EXTRACTED ENTRIES:
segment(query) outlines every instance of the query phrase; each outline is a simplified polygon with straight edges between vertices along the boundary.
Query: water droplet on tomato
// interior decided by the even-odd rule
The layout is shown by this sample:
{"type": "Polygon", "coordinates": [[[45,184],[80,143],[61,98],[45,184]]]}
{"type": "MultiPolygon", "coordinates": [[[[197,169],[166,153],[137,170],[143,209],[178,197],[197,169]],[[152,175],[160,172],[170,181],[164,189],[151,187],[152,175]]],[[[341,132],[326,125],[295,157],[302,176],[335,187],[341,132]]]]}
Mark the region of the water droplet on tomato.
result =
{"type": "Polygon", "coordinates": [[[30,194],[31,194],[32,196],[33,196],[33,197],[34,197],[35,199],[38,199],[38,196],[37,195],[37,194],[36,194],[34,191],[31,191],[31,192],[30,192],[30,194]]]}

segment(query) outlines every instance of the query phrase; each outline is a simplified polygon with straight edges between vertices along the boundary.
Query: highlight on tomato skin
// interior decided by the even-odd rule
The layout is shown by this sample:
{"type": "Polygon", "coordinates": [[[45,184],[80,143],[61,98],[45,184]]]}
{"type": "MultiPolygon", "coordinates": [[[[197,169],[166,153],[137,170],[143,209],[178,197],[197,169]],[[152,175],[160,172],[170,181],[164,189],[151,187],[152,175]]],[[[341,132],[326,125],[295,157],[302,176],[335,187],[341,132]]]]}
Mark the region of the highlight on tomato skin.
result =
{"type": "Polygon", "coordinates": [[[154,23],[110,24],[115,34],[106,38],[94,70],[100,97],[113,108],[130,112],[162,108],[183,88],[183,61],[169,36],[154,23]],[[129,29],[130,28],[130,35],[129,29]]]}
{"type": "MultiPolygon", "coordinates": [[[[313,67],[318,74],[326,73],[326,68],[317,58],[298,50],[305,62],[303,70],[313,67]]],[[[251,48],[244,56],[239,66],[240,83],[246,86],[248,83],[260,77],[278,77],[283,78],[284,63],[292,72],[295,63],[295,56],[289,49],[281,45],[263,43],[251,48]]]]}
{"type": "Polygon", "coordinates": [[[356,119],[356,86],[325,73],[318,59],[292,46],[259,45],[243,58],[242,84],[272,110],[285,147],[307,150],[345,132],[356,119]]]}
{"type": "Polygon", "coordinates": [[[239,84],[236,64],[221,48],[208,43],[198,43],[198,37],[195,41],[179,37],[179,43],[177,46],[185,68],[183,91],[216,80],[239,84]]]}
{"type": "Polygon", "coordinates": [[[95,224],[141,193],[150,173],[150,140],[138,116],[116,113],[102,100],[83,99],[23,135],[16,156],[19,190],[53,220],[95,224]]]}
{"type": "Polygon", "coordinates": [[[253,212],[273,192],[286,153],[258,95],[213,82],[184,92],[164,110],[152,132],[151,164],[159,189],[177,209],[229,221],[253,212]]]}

TASK REQUIREMENTS: Pull out each line above that contains the word "Mark".

FULL RESPONSE:
Mark the region of the water droplet on tomato.
Mark the region of the highlight on tomato skin.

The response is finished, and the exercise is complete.